## [SOURCE RECORDS]
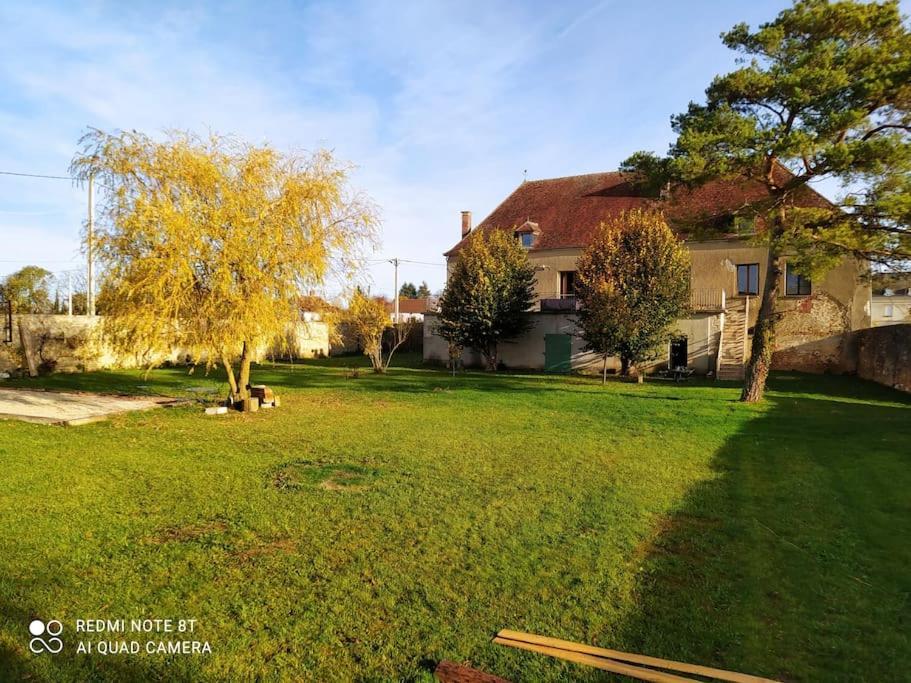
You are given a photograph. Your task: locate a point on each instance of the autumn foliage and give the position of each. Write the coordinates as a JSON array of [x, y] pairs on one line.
[[632, 283], [207, 243]]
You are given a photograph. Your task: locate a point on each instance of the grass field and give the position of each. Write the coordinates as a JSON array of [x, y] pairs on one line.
[[373, 526]]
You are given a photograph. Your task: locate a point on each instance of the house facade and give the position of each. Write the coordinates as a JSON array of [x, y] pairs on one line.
[[555, 219], [891, 303]]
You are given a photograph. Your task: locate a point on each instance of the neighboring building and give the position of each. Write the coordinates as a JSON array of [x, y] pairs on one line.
[[555, 219], [892, 307], [411, 309]]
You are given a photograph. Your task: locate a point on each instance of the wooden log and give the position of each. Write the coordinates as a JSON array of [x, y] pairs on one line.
[[719, 674], [450, 672], [602, 663], [262, 392]]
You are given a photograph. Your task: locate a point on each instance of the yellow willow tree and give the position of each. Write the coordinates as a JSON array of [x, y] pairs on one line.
[[207, 243]]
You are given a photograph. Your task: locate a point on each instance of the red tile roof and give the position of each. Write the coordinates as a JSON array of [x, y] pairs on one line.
[[568, 210]]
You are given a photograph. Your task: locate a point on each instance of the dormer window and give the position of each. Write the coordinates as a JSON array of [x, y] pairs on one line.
[[527, 234]]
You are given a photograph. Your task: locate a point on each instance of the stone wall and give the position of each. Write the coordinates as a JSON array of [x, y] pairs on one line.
[[63, 343], [883, 354]]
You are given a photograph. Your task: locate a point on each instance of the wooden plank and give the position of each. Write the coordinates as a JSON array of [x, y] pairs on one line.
[[450, 672], [719, 674], [602, 663]]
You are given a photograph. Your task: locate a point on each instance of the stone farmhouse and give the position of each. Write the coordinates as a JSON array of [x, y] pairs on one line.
[[554, 220]]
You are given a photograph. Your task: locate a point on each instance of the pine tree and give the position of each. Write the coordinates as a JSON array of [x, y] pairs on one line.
[[826, 94]]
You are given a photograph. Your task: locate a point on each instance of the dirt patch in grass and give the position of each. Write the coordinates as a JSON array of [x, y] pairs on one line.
[[189, 533], [266, 548], [344, 477], [674, 535]]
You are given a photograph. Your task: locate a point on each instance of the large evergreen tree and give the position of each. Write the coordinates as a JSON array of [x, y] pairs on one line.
[[825, 94], [632, 283], [489, 291]]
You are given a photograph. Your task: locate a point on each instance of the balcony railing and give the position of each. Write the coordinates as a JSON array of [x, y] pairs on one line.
[[701, 301], [707, 300]]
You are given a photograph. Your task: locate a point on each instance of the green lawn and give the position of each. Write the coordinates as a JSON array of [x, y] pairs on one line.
[[373, 526]]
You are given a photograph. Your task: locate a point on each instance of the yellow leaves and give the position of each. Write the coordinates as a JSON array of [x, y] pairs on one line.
[[207, 243]]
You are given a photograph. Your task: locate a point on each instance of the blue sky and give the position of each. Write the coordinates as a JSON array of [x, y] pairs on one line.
[[442, 106]]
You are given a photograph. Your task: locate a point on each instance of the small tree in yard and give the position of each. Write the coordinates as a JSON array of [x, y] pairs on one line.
[[488, 294], [632, 283], [826, 95], [207, 243], [29, 290], [369, 321]]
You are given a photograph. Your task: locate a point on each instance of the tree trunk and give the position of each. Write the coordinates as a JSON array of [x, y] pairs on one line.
[[232, 382], [491, 357], [764, 333], [243, 388], [624, 366]]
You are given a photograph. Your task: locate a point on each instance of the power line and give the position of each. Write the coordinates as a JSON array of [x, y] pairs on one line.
[[420, 263], [37, 175]]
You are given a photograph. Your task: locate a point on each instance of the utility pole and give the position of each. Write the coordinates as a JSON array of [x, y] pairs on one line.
[[90, 293], [395, 262]]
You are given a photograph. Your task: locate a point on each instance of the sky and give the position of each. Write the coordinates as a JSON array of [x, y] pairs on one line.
[[440, 106]]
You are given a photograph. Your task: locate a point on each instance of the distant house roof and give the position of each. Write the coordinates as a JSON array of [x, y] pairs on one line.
[[896, 281], [566, 211], [409, 306]]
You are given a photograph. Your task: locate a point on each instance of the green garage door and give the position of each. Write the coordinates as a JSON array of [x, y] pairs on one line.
[[557, 352]]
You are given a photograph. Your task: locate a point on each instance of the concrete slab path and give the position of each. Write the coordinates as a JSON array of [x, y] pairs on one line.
[[57, 407]]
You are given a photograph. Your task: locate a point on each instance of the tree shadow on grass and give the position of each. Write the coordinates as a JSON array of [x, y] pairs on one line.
[[791, 562]]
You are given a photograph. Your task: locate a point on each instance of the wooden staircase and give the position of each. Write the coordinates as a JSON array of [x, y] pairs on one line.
[[734, 340]]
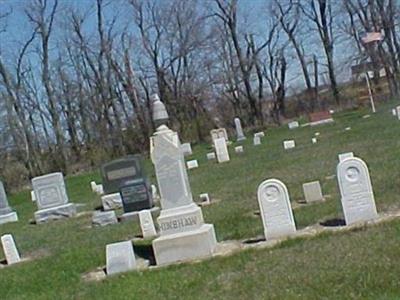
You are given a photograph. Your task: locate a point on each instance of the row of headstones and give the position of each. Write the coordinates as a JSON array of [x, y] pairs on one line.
[[357, 198]]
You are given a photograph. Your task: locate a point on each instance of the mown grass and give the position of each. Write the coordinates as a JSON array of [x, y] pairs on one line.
[[362, 264]]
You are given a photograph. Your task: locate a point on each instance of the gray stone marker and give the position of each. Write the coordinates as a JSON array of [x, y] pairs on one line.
[[120, 257], [221, 150], [10, 250], [357, 196], [293, 125], [211, 156], [192, 164], [147, 224], [51, 198], [111, 201], [6, 213], [239, 130], [343, 156], [186, 149], [104, 218], [312, 192], [275, 208], [184, 236]]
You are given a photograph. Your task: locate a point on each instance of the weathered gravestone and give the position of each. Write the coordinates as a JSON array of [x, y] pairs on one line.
[[221, 150], [343, 156], [192, 164], [6, 213], [239, 130], [9, 249], [51, 198], [184, 235], [275, 208], [186, 149], [147, 224], [126, 176], [120, 257], [312, 192], [357, 196]]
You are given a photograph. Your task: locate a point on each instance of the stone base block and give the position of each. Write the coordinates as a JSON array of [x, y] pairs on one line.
[[185, 246], [55, 213], [7, 218], [134, 215]]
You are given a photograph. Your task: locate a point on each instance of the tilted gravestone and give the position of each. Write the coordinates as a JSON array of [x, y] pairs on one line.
[[127, 177], [357, 196], [221, 150], [6, 213], [9, 249], [120, 257], [147, 224], [239, 130], [183, 234], [51, 198], [275, 208]]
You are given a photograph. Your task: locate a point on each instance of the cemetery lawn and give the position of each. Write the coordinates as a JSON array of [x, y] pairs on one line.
[[359, 264]]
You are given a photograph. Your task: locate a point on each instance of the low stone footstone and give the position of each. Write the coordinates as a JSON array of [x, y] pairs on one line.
[[10, 250], [104, 218], [312, 192], [120, 258], [186, 149], [275, 208], [211, 156], [357, 196], [343, 156], [239, 149], [111, 201], [221, 150], [289, 144], [192, 164], [51, 198], [293, 125], [147, 224], [6, 213], [205, 198], [239, 130]]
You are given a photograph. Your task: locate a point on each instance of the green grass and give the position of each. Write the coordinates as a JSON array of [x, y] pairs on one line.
[[362, 264]]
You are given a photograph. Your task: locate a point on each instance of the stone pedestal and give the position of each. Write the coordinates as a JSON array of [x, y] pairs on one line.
[[55, 213], [10, 217]]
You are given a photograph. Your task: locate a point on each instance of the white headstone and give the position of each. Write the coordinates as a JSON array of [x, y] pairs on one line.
[[276, 211], [186, 149], [343, 156], [293, 125], [10, 250], [312, 192], [221, 150], [239, 149], [210, 155], [147, 224], [289, 144], [239, 130], [120, 257], [356, 191], [191, 164]]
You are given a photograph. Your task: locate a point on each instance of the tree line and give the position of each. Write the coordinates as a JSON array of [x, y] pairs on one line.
[[76, 90]]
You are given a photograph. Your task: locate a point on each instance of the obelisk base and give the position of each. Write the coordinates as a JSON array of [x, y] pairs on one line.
[[184, 246]]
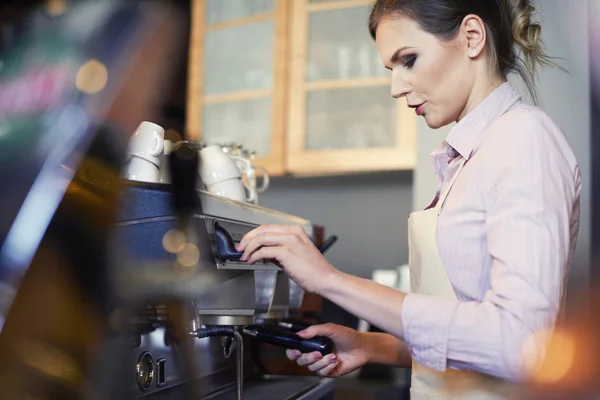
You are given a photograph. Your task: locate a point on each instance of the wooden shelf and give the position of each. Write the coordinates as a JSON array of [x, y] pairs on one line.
[[337, 5], [347, 83], [239, 21]]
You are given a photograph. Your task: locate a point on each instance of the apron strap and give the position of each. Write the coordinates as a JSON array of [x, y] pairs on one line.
[[440, 203]]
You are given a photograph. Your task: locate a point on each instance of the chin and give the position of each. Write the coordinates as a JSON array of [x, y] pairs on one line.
[[435, 123]]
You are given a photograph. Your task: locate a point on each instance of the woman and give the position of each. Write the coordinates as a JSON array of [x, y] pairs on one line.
[[489, 256]]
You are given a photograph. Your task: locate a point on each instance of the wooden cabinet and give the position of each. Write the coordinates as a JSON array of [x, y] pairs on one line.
[[237, 76], [301, 82]]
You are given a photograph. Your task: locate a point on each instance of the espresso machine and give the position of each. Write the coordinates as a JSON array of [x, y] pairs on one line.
[[231, 305]]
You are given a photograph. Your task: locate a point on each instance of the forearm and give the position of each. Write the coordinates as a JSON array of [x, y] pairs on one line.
[[377, 304], [383, 348]]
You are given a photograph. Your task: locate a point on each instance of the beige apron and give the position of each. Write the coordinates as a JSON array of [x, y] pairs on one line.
[[428, 276]]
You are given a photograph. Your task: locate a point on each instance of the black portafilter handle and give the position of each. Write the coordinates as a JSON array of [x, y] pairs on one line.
[[290, 340], [226, 245], [183, 165], [292, 326]]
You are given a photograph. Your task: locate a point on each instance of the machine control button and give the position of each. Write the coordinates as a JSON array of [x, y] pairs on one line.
[[145, 370]]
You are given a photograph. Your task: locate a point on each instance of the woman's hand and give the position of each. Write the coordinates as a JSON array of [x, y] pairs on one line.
[[292, 250], [351, 351]]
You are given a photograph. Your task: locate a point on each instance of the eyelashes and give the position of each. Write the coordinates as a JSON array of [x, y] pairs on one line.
[[409, 61]]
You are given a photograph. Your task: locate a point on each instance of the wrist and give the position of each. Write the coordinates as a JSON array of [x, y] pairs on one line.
[[330, 281], [370, 349]]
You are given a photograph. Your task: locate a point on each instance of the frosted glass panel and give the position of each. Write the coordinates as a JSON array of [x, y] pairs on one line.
[[239, 58], [351, 118], [225, 10], [340, 47], [247, 122]]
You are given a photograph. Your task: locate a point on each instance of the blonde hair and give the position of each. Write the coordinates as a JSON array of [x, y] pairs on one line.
[[513, 40]]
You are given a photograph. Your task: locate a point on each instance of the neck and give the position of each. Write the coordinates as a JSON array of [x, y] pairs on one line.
[[481, 90]]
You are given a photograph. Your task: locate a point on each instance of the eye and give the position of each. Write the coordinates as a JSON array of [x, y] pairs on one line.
[[409, 61]]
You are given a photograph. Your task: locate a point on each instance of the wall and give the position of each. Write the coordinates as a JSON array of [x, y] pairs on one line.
[[367, 212]]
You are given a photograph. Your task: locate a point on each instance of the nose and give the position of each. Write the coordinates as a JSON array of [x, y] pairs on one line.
[[400, 85]]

## [WHAT YOU HAVE TO DO]
Please pull out the part of the items above that opens with the line containing "the stone base" and closes with the line containing "[[185, 246], [55, 213], [7, 218], [134, 215]]", both lines included, and reproduce it word for word.

## [RESULT OF THE TASK]
You are given a photograph. Your task: locate a point on each instance of the stone base block and give the position of each. Write the coordinates as a JSON array of [x, y] pairs on one line.
[[185, 246], [55, 213], [7, 218], [134, 215]]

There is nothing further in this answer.